▶ [WORK INSTRUCTIONS]: Quote all of the data below word for word, leaving out the pictures.

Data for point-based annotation
————
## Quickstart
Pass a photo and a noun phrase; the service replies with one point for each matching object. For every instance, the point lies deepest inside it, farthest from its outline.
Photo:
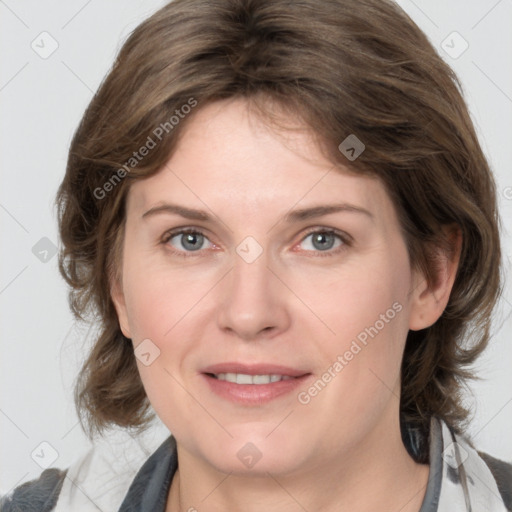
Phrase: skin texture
(295, 305)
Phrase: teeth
(243, 378)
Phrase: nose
(253, 302)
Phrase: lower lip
(254, 394)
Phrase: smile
(244, 378)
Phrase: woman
(284, 220)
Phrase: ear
(117, 294)
(429, 301)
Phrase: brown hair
(344, 67)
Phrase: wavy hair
(344, 67)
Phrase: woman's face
(250, 289)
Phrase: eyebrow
(293, 216)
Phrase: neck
(377, 476)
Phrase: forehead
(228, 155)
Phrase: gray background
(42, 101)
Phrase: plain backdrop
(42, 98)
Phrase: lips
(254, 369)
(252, 384)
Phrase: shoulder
(38, 495)
(502, 473)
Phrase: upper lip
(254, 369)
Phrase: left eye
(187, 240)
(323, 241)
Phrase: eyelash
(345, 239)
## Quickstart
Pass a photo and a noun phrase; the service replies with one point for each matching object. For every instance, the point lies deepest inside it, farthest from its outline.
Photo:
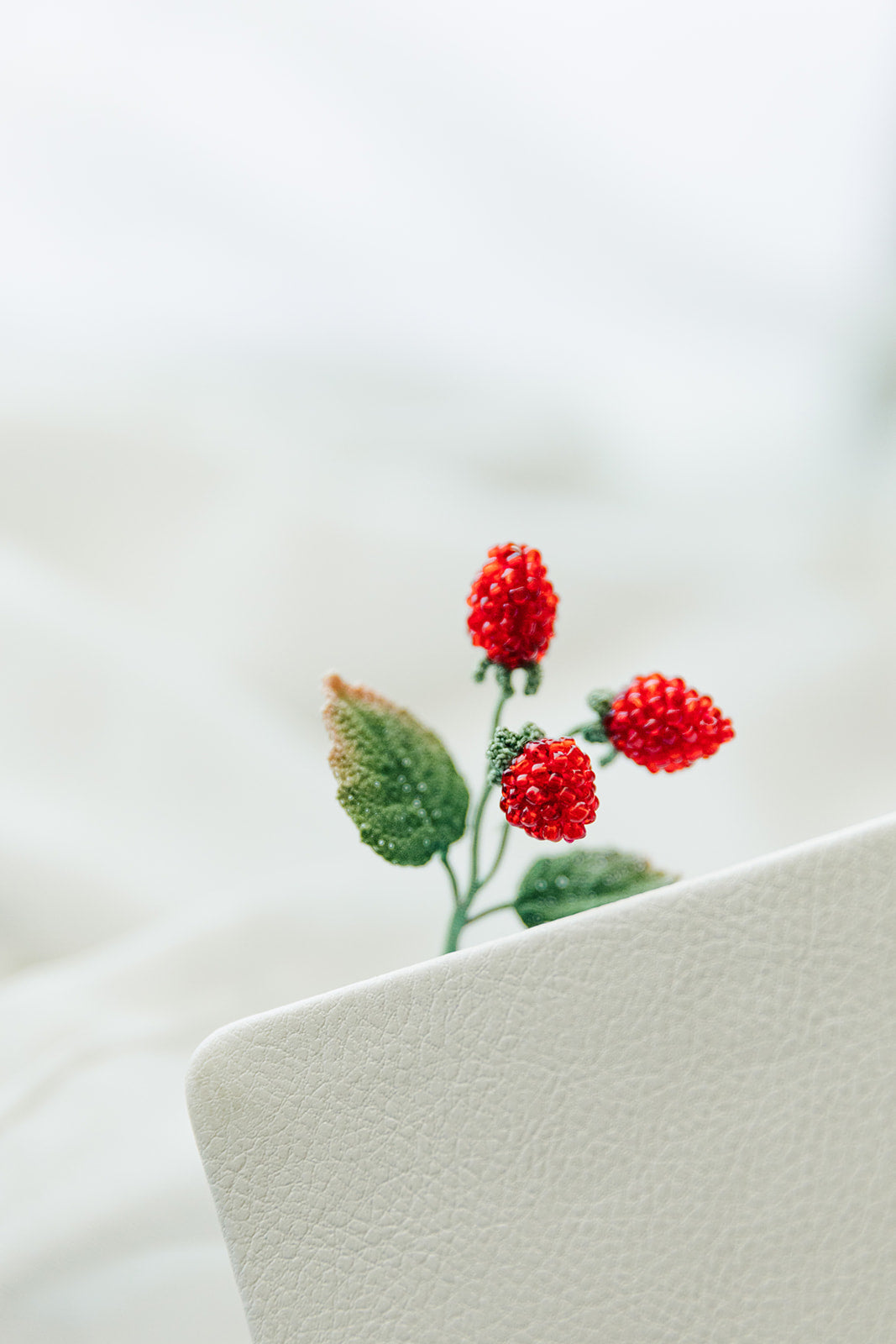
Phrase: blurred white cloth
(302, 311)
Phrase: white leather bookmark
(667, 1121)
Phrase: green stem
(506, 837)
(477, 820)
(458, 921)
(463, 904)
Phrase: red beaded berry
(665, 725)
(548, 790)
(512, 606)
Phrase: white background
(301, 309)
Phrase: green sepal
(600, 702)
(506, 748)
(580, 880)
(396, 777)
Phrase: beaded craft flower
(399, 785)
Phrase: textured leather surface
(668, 1121)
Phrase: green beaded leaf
(396, 779)
(580, 880)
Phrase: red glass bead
(512, 606)
(548, 790)
(665, 725)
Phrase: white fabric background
(301, 309)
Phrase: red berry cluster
(548, 790)
(512, 606)
(665, 725)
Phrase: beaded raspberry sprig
(399, 785)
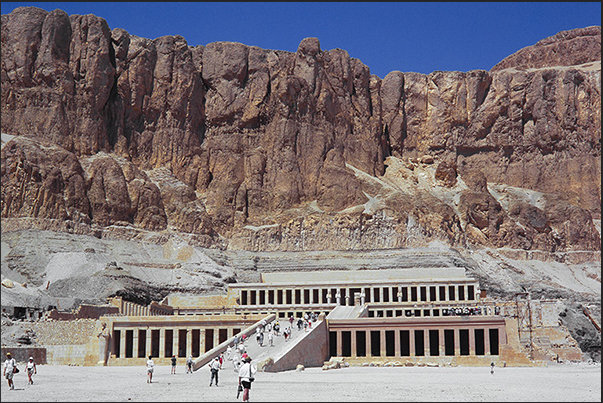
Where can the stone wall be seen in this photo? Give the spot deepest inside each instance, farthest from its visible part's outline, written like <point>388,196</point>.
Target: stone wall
<point>72,342</point>
<point>22,354</point>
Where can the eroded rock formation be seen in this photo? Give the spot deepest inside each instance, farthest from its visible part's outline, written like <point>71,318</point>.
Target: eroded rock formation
<point>273,150</point>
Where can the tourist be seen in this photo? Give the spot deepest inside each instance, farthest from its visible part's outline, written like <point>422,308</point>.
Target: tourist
<point>214,367</point>
<point>31,370</point>
<point>150,369</point>
<point>246,377</point>
<point>271,339</point>
<point>9,369</point>
<point>174,361</point>
<point>189,364</point>
<point>258,335</point>
<point>229,353</point>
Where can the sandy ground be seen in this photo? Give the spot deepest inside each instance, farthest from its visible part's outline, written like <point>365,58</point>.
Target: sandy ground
<point>556,383</point>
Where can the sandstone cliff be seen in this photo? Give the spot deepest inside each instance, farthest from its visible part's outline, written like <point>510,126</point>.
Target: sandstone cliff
<point>252,149</point>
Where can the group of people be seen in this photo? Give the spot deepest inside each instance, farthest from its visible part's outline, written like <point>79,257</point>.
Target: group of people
<point>10,369</point>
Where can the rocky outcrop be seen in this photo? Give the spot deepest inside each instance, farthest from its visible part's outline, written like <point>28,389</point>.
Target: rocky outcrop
<point>273,150</point>
<point>567,48</point>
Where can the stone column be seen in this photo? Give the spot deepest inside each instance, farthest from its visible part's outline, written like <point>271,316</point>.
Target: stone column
<point>201,342</point>
<point>426,342</point>
<point>189,342</point>
<point>161,342</point>
<point>149,345</point>
<point>135,343</point>
<point>175,341</point>
<point>472,341</point>
<point>122,343</point>
<point>411,342</point>
<point>397,350</point>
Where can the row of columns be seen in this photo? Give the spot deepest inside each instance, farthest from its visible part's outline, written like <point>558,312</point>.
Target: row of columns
<point>412,342</point>
<point>162,339</point>
<point>343,295</point>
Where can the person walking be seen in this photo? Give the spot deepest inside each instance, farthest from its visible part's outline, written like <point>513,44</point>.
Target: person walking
<point>189,364</point>
<point>214,367</point>
<point>246,377</point>
<point>174,362</point>
<point>150,369</point>
<point>271,339</point>
<point>31,370</point>
<point>9,369</point>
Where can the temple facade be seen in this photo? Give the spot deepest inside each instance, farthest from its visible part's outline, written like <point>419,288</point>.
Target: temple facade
<point>419,316</point>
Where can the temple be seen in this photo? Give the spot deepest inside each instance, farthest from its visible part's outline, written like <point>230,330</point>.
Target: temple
<point>410,316</point>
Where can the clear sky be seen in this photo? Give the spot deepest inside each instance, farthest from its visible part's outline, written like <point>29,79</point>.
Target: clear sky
<point>407,36</point>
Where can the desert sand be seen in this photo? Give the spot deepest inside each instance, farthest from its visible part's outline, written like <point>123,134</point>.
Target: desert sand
<point>568,382</point>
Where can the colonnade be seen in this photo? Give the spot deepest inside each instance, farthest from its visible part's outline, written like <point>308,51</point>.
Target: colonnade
<point>351,295</point>
<point>163,342</point>
<point>417,341</point>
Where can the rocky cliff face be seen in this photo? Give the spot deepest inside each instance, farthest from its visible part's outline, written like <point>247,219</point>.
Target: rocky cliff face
<point>252,149</point>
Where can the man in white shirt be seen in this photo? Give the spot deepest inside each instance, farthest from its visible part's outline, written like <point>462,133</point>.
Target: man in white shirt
<point>9,367</point>
<point>246,376</point>
<point>150,369</point>
<point>214,367</point>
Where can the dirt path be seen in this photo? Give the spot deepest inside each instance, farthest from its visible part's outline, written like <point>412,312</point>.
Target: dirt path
<point>561,383</point>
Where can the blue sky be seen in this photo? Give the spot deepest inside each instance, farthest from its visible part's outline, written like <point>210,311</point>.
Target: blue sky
<point>407,36</point>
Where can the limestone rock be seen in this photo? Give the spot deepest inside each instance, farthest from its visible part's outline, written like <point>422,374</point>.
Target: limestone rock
<point>567,48</point>
<point>270,150</point>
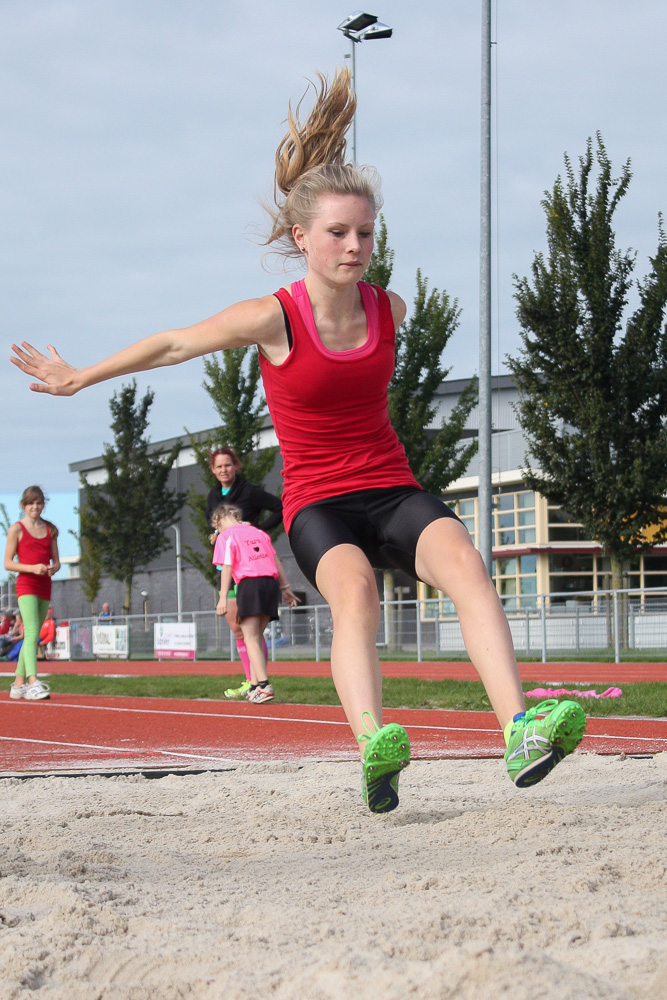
————
▶ [COMPLETE OUTPUT]:
## Quickstart
Pass a photo and a noun phrase; the service replies with one point for each matching object. For every instance, the point lies deepest inside it, farthest from its outline.
Photo:
Phrase: skin texture
(295, 305)
Phrase: teeth
(243, 378)
Phrase: nose
(253, 302)
Phrase: lower lip
(254, 394)
Phrase: smile
(244, 378)
Phrase: woman
(284, 220)
Phrase: ear
(117, 294)
(429, 301)
Phrase: brown hair
(344, 67)
Phrase: wavy hair
(344, 67)
Phrase: woman's face
(250, 289)
Phrase: eyebrow
(293, 216)
Phrase: neck
(377, 476)
Phrase: forehead
(228, 155)
Phrase: gray background
(42, 101)
Phrase: plain backdrop
(42, 98)
Phrase: lips
(254, 369)
(252, 384)
Phrase: shoulder
(38, 495)
(502, 473)
Phrase: upper lip
(254, 369)
Phrase: left eye
(187, 240)
(323, 241)
Phrase: eyelash
(345, 239)
## Quickstart
Pass a photo and a noun phrase; the service replies with one point for each matching object. For every instance, the point lies deepest inside it, farthest from its outline.
Photo:
Phrase: blurred white cloth
(302, 311)
Phrase: white leather bookmark
(667, 1121)
Phrase: green stem
(506, 837)
(477, 820)
(458, 921)
(463, 904)
Phrase: red beaded berry
(665, 725)
(548, 790)
(512, 606)
Phrase: white background
(301, 309)
Phrase: green sepal
(600, 702)
(506, 748)
(580, 880)
(396, 777)
Phrase: beaded craft flower
(399, 785)
Phrase: textured leather surface
(668, 1121)
Phrase: green beaded leaf
(396, 779)
(580, 880)
Phrase: red glass bead
(512, 606)
(548, 790)
(665, 725)
Phrase: white fabric background
(301, 309)
Phrase: red berry cluster
(548, 790)
(512, 606)
(665, 725)
Phrase: beaded raspberry sprig
(399, 785)
Where can the stone wall be seen in this photo? Give the spot deepest inside each instance, farthest from its visible part's outline, written like <point>388,196</point>.
Target: stone wall
<point>72,342</point>
<point>22,354</point>
Where can the eroded rock formation be seen in this photo? Give the spot deepest inside each instance, farthest from its visible part's outline, written like <point>71,318</point>.
Target: eroded rock formation
<point>273,150</point>
Where can the tourist be seen in this photo? Give the spot deepest inside each instance, farthest from its visible part's outline, written like <point>422,308</point>.
Target: tourist
<point>214,367</point>
<point>31,370</point>
<point>150,369</point>
<point>246,377</point>
<point>271,339</point>
<point>9,369</point>
<point>174,361</point>
<point>189,364</point>
<point>258,335</point>
<point>229,353</point>
Where can the sandy ground be seen in this photo? Give the spot deepest inside each instance, farthest from its visible part's outline, written like <point>365,58</point>.
Target: sandy ground
<point>556,383</point>
Where can the sandstone cliff be seen in this photo? Give the spot deepest inside each instance, farthest from its visible part's outline, written like <point>510,126</point>.
Target: sandstone cliff
<point>252,149</point>
Where can the group of people be seen in this photo? Give the spot deepest inside each instance, farthest from its visible part's outline, written like <point>79,257</point>.
Target: group of people
<point>10,369</point>
Where can the rocky outcrop be seen in this photo? Give the spot deepest inside each instance, farthest from its visible part's outline, written like <point>28,389</point>.
Target: rocky outcrop
<point>273,150</point>
<point>567,48</point>
Where can the stone column be seen in this photo? Give the spot deepest inside each instance, farthest from its visible part's outline, written like <point>271,316</point>.
Target: stone column
<point>201,342</point>
<point>426,342</point>
<point>189,342</point>
<point>161,342</point>
<point>149,345</point>
<point>135,343</point>
<point>175,341</point>
<point>472,341</point>
<point>122,343</point>
<point>411,342</point>
<point>397,350</point>
Where can the row of columns be seen in this photo? Give the spot deepest inside each instance, farthest from its visible part's outline, written like <point>558,312</point>.
Target: row of columns
<point>412,342</point>
<point>162,339</point>
<point>343,295</point>
Where can the person walking be seen in this photo? Give the spot deepest inside each instance, farthest from its visible part's outline, written like <point>513,44</point>.
Target: person walking
<point>189,364</point>
<point>214,367</point>
<point>246,377</point>
<point>174,362</point>
<point>150,369</point>
<point>271,339</point>
<point>31,370</point>
<point>9,369</point>
Where can the temple facade be seen in this photo? Give the spot deepest inside each instance, farthest from its visible part's outline, written like <point>419,288</point>.
Target: temple facade
<point>419,316</point>
Where can the temple be seen in this photo? Give the spot deepest inside each instance, farthest from its visible part's outline, written like <point>230,330</point>.
Target: temple
<point>410,316</point>
Where can the clear sky be seen in this photo? Give the spot deepest inside each instance, farthest from its visible part's outline, written like <point>29,79</point>.
Target: clear sky
<point>407,36</point>
Where can the desert sand be seen in this photo? Give the spot deepest inside each instance, farthest from its visible part's outline, written like <point>123,134</point>.
Target: desert sand
<point>568,382</point>
Where can the colonnade be seen in this photo? Give the spot deepest inside each instance, farthest from its visible part's outline, written like <point>308,51</point>.
Target: colonnade
<point>351,295</point>
<point>163,342</point>
<point>417,341</point>
Where can the rocky cliff face be seen in this photo? Give the spot deepest inside each instance, farthest from its visible part's outline, written like <point>247,219</point>.
Target: rocky cliff face
<point>252,149</point>
Where can the man in white shirt be seen in this photo? Give the spot deepest inside each instance, farthest from its visible part's outline, written like <point>462,133</point>.
Target: man in white shirt
<point>9,367</point>
<point>246,376</point>
<point>150,369</point>
<point>214,367</point>
Where can the dirt path be seen in this photo? Give the spot deepest inside each instance, farthest from its visible part's outline, written like <point>412,312</point>.
Target: dirt path
<point>561,383</point>
Where can the blue sky be seen in this photo? Give the spot deepest inside each instance, farthest from its visible part's outline, written like <point>210,311</point>.
Target: blue sky
<point>407,36</point>
Where can the limestone rock be seen in this photo? Give the spot deepest inside each instance, farthest from its visible part's outline, written like <point>422,374</point>.
Target: limestone rock
<point>567,48</point>
<point>270,150</point>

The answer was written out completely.